◆ Point-per-instance localization data:
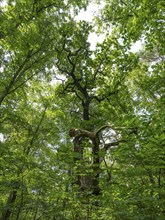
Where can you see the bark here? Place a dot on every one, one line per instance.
(8, 209)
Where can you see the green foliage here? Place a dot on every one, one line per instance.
(50, 82)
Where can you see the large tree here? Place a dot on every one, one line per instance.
(82, 132)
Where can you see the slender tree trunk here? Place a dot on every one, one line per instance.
(8, 209)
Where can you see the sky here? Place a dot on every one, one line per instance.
(88, 15)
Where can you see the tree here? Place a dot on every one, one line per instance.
(82, 132)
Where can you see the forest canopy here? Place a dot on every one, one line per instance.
(82, 131)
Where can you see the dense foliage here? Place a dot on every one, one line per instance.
(82, 132)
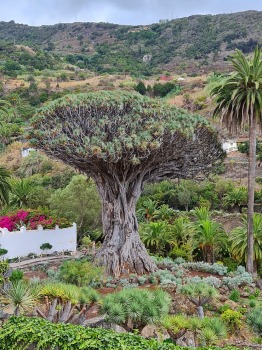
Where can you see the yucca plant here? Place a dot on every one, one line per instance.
(208, 234)
(202, 213)
(213, 325)
(236, 197)
(65, 302)
(175, 325)
(21, 191)
(135, 308)
(199, 294)
(238, 241)
(5, 187)
(19, 298)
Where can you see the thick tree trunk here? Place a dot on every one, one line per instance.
(251, 191)
(122, 250)
(200, 312)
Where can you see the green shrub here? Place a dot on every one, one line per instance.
(16, 275)
(80, 272)
(135, 308)
(254, 319)
(20, 332)
(234, 295)
(233, 320)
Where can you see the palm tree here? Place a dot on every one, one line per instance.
(236, 198)
(154, 235)
(5, 186)
(4, 105)
(239, 102)
(208, 235)
(238, 239)
(21, 191)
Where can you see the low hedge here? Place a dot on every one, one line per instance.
(35, 333)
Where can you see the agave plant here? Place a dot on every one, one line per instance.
(65, 302)
(5, 187)
(19, 298)
(208, 234)
(213, 329)
(175, 325)
(236, 198)
(136, 308)
(199, 294)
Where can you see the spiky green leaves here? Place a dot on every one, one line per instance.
(136, 307)
(114, 127)
(239, 96)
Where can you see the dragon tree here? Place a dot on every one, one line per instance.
(123, 140)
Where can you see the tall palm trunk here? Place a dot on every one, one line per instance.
(251, 193)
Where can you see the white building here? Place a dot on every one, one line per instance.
(230, 146)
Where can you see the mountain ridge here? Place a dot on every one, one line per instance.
(195, 44)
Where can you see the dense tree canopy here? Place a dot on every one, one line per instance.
(123, 140)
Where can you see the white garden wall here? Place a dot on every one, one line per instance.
(23, 242)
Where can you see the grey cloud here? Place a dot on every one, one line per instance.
(116, 11)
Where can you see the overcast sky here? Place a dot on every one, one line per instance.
(37, 12)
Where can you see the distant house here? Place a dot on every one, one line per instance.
(25, 151)
(165, 78)
(147, 58)
(229, 146)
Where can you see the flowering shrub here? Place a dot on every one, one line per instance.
(31, 219)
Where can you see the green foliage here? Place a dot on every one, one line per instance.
(3, 251)
(135, 308)
(162, 90)
(141, 133)
(176, 326)
(19, 298)
(236, 198)
(140, 87)
(208, 234)
(213, 329)
(46, 246)
(21, 191)
(16, 275)
(233, 320)
(234, 295)
(238, 239)
(5, 187)
(80, 272)
(254, 319)
(18, 332)
(78, 202)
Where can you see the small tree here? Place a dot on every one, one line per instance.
(5, 187)
(46, 246)
(124, 140)
(199, 294)
(64, 302)
(80, 272)
(239, 103)
(19, 298)
(141, 88)
(135, 308)
(3, 252)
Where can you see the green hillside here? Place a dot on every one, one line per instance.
(194, 44)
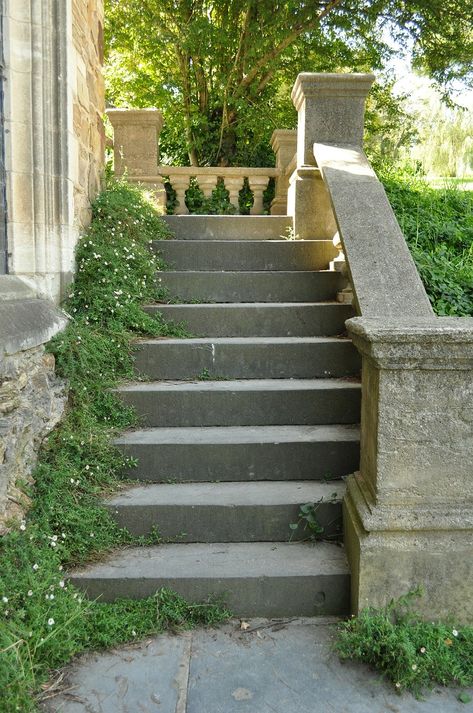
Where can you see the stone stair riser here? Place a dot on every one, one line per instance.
(161, 360)
(245, 255)
(246, 408)
(251, 286)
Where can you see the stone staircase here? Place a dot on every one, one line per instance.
(242, 424)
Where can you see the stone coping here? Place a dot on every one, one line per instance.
(383, 274)
(327, 84)
(26, 320)
(439, 343)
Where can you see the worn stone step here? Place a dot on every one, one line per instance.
(246, 255)
(241, 453)
(263, 319)
(256, 579)
(246, 358)
(263, 286)
(229, 512)
(229, 227)
(255, 402)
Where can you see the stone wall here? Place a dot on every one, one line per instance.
(32, 398)
(88, 103)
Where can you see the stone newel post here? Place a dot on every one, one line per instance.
(136, 145)
(283, 143)
(330, 110)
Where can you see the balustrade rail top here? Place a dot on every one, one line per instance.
(384, 277)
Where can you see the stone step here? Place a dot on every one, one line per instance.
(246, 255)
(254, 402)
(262, 319)
(229, 227)
(263, 286)
(229, 512)
(256, 579)
(224, 453)
(246, 358)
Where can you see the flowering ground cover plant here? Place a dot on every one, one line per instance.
(44, 621)
(414, 654)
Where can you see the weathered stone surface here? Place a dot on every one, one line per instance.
(412, 502)
(32, 399)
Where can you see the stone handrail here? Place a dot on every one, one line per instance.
(408, 512)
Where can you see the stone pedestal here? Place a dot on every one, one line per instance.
(409, 511)
(283, 143)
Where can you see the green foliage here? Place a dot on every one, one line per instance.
(412, 653)
(438, 226)
(44, 619)
(222, 71)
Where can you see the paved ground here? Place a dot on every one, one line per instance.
(270, 668)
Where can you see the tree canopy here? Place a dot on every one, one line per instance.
(221, 70)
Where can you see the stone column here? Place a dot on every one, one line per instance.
(408, 513)
(330, 110)
(136, 140)
(234, 186)
(283, 143)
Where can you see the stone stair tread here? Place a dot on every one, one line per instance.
(242, 385)
(218, 561)
(229, 494)
(239, 434)
(241, 340)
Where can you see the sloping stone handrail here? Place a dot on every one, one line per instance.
(408, 512)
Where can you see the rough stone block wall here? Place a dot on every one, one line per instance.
(88, 103)
(32, 400)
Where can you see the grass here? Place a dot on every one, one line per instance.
(438, 226)
(44, 621)
(413, 654)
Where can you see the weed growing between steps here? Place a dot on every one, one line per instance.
(438, 225)
(44, 621)
(411, 653)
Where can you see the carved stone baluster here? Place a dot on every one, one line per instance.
(180, 185)
(234, 184)
(339, 264)
(258, 185)
(207, 185)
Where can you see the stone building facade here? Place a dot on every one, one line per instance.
(51, 164)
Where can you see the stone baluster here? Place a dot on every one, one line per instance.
(136, 146)
(180, 185)
(207, 185)
(283, 143)
(258, 185)
(339, 264)
(234, 184)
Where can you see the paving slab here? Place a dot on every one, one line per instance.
(274, 666)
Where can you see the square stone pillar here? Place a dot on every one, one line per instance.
(330, 110)
(136, 147)
(136, 140)
(408, 513)
(283, 143)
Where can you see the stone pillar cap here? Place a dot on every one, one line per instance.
(311, 84)
(136, 117)
(283, 136)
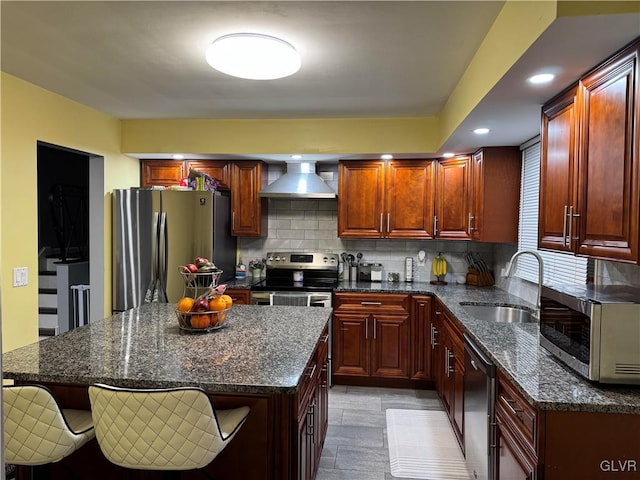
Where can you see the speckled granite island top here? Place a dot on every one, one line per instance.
(516, 350)
(260, 350)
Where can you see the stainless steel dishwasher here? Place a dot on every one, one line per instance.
(479, 419)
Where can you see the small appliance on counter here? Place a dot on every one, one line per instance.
(370, 272)
(593, 329)
(408, 269)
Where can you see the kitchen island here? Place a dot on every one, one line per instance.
(264, 358)
(549, 422)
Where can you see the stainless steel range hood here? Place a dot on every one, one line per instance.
(300, 181)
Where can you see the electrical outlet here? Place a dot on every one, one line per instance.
(20, 276)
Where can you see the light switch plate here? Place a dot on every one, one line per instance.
(20, 276)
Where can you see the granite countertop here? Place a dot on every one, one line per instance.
(259, 350)
(516, 351)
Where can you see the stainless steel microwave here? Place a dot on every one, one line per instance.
(595, 330)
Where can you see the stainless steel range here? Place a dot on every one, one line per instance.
(294, 278)
(299, 279)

◆ ACTION ITEM:
An exact, word-for-word copy of the records is expected, with no pictures in it.

◆ EXPECTED ANSWER:
Where can you see the bark here? Place a dot on every one, one line per instance.
(8, 209)
Where can you see the green foliage here? Place a dot on every one, one line per instance.
(50, 82)
Where can you see the large tree here? Place a dot on every one, one line per instance.
(82, 132)
Where can you see the slender tree trunk here? Place a dot on every one, one line per instance.
(8, 209)
Where can you see the sky here? Place a dot on every one, one line per instance.
(88, 15)
Where can you see the tree here? Place a dot on every one, one line per instance.
(82, 132)
Where can you see the forest canopy here? Place a dot on every one, one line per instance.
(82, 131)
Where can you see the dense foliage here? Place a dot on every one, one line per instance.
(82, 132)
Where can you see the yucca plant here? Place a dot on every one, one line per instance.
(208, 234)
(202, 213)
(213, 325)
(236, 197)
(65, 302)
(175, 325)
(21, 191)
(135, 308)
(199, 294)
(238, 241)
(5, 187)
(19, 298)
Where can you see the thick tree trunk here? Place a dot on every one, one line per instance.
(251, 191)
(122, 250)
(200, 312)
Where can you see the green shrub here? Place a dot on every one, one line per instance.
(16, 275)
(80, 272)
(135, 308)
(254, 319)
(20, 332)
(234, 295)
(233, 320)
Where can you see the palm tree here? Place a dot on every one, one line per instance.
(236, 198)
(154, 235)
(5, 186)
(4, 105)
(239, 102)
(208, 235)
(238, 239)
(21, 191)
Where can you see the low hedge here? Place a dot on every one, one line per instance.
(35, 333)
Where can you see the agave plant here? Place a dot on every one, one line per instance.
(65, 302)
(5, 187)
(19, 298)
(208, 234)
(213, 329)
(175, 325)
(236, 198)
(136, 308)
(199, 294)
Where can you see the spiky green leaves here? Place a dot on every one, one line per instance.
(136, 307)
(114, 127)
(239, 96)
Where can you see the dragon tree here? Place a dot on every one, one line per instance.
(123, 140)
Where can you see the tall palm trunk here? Place a dot on every one, one line per instance.
(251, 193)
Where can you see the white building here? Place a dot on every one, one line per instance.
(230, 146)
Where can you see the mountain ridge here? Place a dot on every one, one line per instance.
(195, 44)
Where can you see the dense tree canopy here? Place a dot on every one, one line per instance.
(123, 140)
Where can you see the white garden wall here? Place a dot on every one, one line per instance.
(23, 242)
Where can you see the grey cloud here? Place a dot on every one, one line per instance.
(116, 11)
Where can you see the overcast sky here? Place a dot on every one, one line per instance.
(37, 12)
Where can you see the distant house here? Place a dot on every one, one line per instance.
(25, 151)
(165, 78)
(147, 58)
(229, 146)
Where can you see the flowering shrub here? Place a dot on every one, one line per instance.
(31, 219)
Where can you see the green foliage here? Place a dot on every one, one line per instance.
(3, 251)
(135, 308)
(162, 90)
(141, 133)
(176, 326)
(19, 298)
(236, 198)
(140, 87)
(208, 234)
(213, 329)
(46, 246)
(21, 191)
(16, 275)
(233, 320)
(234, 295)
(238, 239)
(5, 187)
(80, 272)
(254, 319)
(18, 332)
(78, 202)
Where can you see the small tree here? Place a dot on every one, one line per instance.
(5, 187)
(46, 246)
(124, 140)
(199, 294)
(64, 302)
(80, 272)
(239, 103)
(19, 298)
(141, 88)
(135, 308)
(3, 252)
Where can you see the green hillside here? Place a dot on every one, one line per instance.
(194, 44)
Where can you see the stone stair riser here? Place a dot on every one, one line per instance.
(161, 360)
(245, 255)
(246, 408)
(251, 286)
Where can you see the stone staircase here? Place a dot on every one, one line per instance.
(242, 424)
Where can you see the stone coping here? Place a dot on every one, one line per instance.
(383, 274)
(327, 84)
(26, 320)
(439, 343)
Where can you see the worn stone step here? Place a dot on every one, one line per instance.
(246, 255)
(241, 453)
(263, 319)
(256, 579)
(246, 358)
(263, 286)
(229, 512)
(229, 227)
(255, 402)
Where can you see the stone wall here? Place a dot on every one, one line per instance.
(32, 398)
(88, 103)
Where can you see the stone newel post here? Place a dot on every one, one line per instance.
(136, 145)
(283, 143)
(330, 110)
Where can you see the balustrade rail top here? Place a dot on every one, one line per instance.
(384, 277)
Where can you see the stone step here? Place a dot on every one, one line per instance.
(246, 255)
(254, 402)
(262, 319)
(229, 227)
(263, 286)
(229, 512)
(256, 579)
(224, 453)
(246, 358)
Where can you see the flowering ground cover plant here? Place a dot on every one, one line per instance.
(44, 621)
(414, 654)
Where can you see the weathered stone surface here? Place a dot on every one, one line per instance.
(412, 502)
(32, 399)
Where can you see the stone handrail here? Place a dot on every one, one line per instance.
(408, 512)
Where can you see the stone pedestal here? Place a dot on every one, one line per instance.
(409, 511)
(283, 143)
Where can you see the green foliage here? Place a dot on every one, one line per instance.
(412, 653)
(438, 226)
(44, 619)
(222, 71)
Where can you see the paved ground here? Place a dot on every one, one line per instance.
(270, 668)
Where can you see the tree canopy here? Place a dot on every one, one line per instance.
(221, 70)
Where can you see the stone column here? Place a dot on every one, one line per instance.
(408, 513)
(330, 110)
(136, 140)
(234, 186)
(283, 143)
Where can you see the stone stair tread here? Place a dot on every one, one line per instance.
(242, 385)
(218, 561)
(229, 494)
(239, 434)
(241, 340)
Where can you see the sloping stone handrail here? Place a dot on every one, one line per instance.
(408, 512)
Where can you see the rough stone block wall here? Place a dot on every one, one line per instance.
(88, 103)
(32, 400)
Where can you see the grass here? Place a dot on every one, one line per instance.
(438, 226)
(44, 621)
(413, 654)
Where can you see the weed growing between steps here? Place a dot on every one, one line per instance.
(438, 225)
(44, 621)
(411, 653)
Where can you see the carved stone baluster here? Place a dot on every one, one line per instance.
(180, 185)
(234, 184)
(339, 264)
(258, 185)
(207, 185)
Where can you see the stone building facade here? Place a dot on every one, one line per instance.
(51, 164)
Where can you see the stone baluster here? Place a dot on every one, one line per instance.
(136, 146)
(180, 185)
(207, 185)
(283, 143)
(258, 185)
(339, 264)
(234, 184)
Where can you see the paving slab here? Place a dot on every one, one line per instance.
(274, 666)
Where can you see the square stone pillar here? Place a dot on every one, one line per instance.
(330, 110)
(136, 147)
(136, 140)
(408, 513)
(283, 143)
Where can you see the stone pillar cap here? Place a dot on every one, one line per instance.
(311, 84)
(136, 117)
(283, 136)
Where can you see the speckled granite island top here? Place a dot on every one, one line per instance.
(516, 350)
(260, 350)
Where can you see the stainless steel dishwasher here? Place a dot on every one, one line per instance.
(479, 419)
Where can you see the small appliance on counter here? Place a dot on every one, one line per instance.
(370, 272)
(593, 329)
(408, 269)
Where can you see the kitchen island here? Place a dot on every one, one line per instance.
(264, 358)
(549, 422)
Where can you see the stainless steel range hood here? Place a dot on every one, one line per instance.
(300, 181)
Where can you see the electrical outlet here? Place a dot on every one, one line per instance.
(20, 276)
Where can you see the light switch plate here? Place a dot on every one, one line per instance.
(20, 276)
Where can you see the granite countertop here? Place a dot on every one, one line per instance.
(259, 350)
(516, 351)
Where can you see the stainless steel microwave here? Place a dot on every one, one line per instance.
(595, 330)
Where can you see the stainless steel range here? Place a dot on every one, one line per instance.
(294, 278)
(299, 279)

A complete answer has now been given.